## Source excerpt
※ ※ ※

Tips are a way of showing your appreciation

Should you just round up to the next whole number? When it comes to tips, does it make a difference whether you are buying a beer at the bar or being served a three-course meal? Vania Kukleta, co-owner of two restaurants and founder of Switzerland’s first street food festival, has a clear opinion: “As wages are generally low in the service sector, tips are a way of showing your appreciation toward the person serving you.

It’s less about percentages and more to do with the interplay between tips and motivation.” Whether you’ve been served a drink at the bar or a three-course meal in a restaurant is irrelevant – anyone who expresses their gratitude for attentive, personal service by giving a tip will be rewarded at the latest on their next visit.

By law, the service fee has been included in the price since 1978, meaning that tips are primarily about showing your appreciation and are not a legal requirement. Natalie, a barkeeper in a Zurich bar, mainly values the gesture of giving a tip: “Slapping down 20 centimes on the bar does not demonstrate appreciation of our work.”

※ ※ ※

## Dataset content
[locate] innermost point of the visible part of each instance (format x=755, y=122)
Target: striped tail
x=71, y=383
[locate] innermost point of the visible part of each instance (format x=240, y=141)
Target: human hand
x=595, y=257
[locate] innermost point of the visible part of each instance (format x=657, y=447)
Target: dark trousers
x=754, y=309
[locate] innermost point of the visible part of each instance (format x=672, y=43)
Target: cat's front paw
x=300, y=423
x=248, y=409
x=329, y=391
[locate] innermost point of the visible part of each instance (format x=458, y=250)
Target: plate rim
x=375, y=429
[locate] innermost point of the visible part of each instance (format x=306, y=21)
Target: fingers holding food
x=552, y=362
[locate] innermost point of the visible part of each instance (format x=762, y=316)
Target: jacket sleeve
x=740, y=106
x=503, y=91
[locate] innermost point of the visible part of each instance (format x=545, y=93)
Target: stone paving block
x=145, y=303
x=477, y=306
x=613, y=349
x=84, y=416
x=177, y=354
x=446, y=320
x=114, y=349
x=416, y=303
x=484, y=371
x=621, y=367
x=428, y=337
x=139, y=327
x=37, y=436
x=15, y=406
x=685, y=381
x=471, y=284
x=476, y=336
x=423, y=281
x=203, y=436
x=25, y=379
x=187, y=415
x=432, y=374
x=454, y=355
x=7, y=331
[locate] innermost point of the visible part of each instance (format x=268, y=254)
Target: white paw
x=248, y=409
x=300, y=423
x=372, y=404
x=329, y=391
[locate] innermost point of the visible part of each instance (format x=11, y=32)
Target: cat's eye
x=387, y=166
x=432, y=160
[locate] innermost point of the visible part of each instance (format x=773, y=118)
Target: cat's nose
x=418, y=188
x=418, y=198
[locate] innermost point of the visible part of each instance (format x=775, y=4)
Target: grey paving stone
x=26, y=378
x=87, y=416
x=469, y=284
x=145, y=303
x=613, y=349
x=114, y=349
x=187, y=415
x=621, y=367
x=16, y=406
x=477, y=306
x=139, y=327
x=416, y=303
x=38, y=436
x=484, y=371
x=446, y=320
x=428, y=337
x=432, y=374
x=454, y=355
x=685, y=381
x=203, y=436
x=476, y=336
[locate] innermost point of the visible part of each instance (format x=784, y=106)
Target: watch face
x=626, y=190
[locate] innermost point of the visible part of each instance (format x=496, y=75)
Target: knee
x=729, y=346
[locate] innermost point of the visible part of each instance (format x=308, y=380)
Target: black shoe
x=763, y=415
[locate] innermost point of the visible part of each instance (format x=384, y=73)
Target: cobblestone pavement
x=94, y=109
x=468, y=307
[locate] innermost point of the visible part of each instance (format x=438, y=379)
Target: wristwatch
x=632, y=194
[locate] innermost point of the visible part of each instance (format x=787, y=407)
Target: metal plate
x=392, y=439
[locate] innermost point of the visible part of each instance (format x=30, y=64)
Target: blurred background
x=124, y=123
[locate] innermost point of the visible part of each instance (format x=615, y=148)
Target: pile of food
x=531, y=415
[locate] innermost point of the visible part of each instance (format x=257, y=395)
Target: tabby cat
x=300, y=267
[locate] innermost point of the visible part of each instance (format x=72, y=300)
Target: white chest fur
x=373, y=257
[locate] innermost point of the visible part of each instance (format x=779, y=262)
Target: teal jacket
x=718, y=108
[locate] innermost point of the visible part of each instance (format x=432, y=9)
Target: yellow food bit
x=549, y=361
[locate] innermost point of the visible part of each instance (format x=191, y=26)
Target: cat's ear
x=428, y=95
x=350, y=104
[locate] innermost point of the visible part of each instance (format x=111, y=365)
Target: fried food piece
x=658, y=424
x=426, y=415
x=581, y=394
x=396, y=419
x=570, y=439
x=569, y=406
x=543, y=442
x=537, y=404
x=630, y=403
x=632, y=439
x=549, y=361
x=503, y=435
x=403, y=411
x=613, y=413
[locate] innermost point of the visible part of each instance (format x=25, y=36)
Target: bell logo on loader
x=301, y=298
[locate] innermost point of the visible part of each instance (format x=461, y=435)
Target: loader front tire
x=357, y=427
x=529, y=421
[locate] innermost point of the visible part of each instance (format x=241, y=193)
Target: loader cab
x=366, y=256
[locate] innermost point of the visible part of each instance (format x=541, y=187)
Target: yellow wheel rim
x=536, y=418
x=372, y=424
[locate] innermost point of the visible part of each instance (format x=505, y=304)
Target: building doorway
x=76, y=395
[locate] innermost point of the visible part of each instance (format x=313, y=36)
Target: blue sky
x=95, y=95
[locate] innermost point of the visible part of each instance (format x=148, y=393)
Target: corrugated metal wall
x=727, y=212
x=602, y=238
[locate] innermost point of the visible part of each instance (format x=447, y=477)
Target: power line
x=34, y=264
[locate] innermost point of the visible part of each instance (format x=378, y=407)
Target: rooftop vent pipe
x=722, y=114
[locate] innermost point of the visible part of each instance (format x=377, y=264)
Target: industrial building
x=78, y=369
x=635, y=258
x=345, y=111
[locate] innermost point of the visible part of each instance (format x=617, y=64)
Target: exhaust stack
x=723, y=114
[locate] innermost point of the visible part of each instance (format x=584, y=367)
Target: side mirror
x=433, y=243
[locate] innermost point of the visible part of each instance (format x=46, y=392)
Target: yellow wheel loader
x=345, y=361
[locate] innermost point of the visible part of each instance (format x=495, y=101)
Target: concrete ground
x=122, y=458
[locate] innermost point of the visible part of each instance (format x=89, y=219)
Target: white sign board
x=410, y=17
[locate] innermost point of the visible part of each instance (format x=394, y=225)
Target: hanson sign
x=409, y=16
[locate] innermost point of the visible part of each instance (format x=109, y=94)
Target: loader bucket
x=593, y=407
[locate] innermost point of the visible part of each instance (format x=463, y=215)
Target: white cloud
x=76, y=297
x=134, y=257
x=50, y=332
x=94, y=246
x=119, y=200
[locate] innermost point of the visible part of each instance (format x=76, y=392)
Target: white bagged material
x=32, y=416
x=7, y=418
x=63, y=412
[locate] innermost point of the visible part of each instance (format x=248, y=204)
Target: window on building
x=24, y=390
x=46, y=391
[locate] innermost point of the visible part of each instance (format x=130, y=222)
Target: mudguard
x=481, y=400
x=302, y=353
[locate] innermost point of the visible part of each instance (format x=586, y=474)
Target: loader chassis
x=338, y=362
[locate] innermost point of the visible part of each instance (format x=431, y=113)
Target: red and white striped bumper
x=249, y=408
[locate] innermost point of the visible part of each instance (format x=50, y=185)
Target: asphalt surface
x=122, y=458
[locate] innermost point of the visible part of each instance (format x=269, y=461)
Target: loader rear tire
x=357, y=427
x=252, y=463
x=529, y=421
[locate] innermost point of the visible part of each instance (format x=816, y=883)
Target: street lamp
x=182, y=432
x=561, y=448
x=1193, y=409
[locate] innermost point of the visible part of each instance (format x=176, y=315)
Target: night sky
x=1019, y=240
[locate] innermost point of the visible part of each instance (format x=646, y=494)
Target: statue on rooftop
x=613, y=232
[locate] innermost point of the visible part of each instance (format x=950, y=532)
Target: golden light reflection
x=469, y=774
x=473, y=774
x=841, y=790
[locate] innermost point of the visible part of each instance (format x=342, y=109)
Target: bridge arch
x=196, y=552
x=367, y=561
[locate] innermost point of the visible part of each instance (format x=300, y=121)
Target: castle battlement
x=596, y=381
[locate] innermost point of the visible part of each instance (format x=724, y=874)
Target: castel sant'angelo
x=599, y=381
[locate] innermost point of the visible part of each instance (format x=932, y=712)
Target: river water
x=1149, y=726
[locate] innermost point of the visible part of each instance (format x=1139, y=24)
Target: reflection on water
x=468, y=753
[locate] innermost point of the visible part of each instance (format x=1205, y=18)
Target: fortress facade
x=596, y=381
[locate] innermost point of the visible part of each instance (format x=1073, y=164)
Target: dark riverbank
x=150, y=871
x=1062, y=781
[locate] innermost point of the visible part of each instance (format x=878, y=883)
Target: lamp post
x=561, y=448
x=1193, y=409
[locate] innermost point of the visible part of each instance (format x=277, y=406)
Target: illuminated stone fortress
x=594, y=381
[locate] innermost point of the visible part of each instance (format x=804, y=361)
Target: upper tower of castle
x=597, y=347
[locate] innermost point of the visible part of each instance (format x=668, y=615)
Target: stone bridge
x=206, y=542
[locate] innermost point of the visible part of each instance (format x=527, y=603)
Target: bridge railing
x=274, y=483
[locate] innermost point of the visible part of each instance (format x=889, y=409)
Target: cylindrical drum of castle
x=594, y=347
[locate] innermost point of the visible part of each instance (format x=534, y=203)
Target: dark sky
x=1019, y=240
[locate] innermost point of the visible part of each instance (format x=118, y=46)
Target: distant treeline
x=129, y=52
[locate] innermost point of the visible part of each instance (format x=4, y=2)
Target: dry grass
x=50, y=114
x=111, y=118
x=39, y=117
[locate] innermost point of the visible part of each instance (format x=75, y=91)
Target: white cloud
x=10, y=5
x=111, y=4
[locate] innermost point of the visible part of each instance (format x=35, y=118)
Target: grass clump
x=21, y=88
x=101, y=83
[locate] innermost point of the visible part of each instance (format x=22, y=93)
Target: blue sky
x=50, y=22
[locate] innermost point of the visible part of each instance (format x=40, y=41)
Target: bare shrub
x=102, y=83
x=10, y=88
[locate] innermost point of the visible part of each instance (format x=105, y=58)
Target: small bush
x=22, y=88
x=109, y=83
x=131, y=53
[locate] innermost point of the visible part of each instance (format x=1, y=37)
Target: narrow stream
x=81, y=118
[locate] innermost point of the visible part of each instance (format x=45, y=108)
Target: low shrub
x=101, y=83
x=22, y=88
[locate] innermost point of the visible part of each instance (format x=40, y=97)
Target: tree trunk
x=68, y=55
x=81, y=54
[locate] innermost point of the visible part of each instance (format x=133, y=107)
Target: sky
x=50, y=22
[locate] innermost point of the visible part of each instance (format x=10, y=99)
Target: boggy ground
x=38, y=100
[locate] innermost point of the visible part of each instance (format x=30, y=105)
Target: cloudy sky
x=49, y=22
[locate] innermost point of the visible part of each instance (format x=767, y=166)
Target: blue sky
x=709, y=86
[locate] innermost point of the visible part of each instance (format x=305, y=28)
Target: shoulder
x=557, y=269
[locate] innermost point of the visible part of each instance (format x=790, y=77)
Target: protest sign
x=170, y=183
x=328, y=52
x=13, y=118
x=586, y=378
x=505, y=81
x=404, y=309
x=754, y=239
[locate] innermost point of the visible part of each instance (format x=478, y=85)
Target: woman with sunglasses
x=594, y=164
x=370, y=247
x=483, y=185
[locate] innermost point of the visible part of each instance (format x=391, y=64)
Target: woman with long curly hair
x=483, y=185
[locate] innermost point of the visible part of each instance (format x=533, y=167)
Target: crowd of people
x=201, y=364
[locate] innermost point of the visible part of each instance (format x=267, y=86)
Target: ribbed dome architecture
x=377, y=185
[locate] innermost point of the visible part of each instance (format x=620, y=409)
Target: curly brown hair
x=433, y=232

※ ※ ※

## Requirements
Resume the text on tipping in Switzerland after its final sentence. Nothing in the rows is needed here.

## Task output
Although rounding up to the next whole figure is entirely normal and OK, Natalie thinks that a higher tip would be appropriate on purchases of more than two or three drinks. “In addition to providing a professional service, we barkeepers also look after drunk guests and making sure everyone’s in a good mood.” According to a study, 57% of people in Switzerland give tips if they feel that the service they received was above- average. What is more, 34% of respondents reported tipping more on vacation than at home.

Whether the tip actually goes to the person it was intended for is handled differently from establishment to establishment. According to the law, the employer can theoretically divide tips between all employees. However, bosses are not entitled to their employees’ tips.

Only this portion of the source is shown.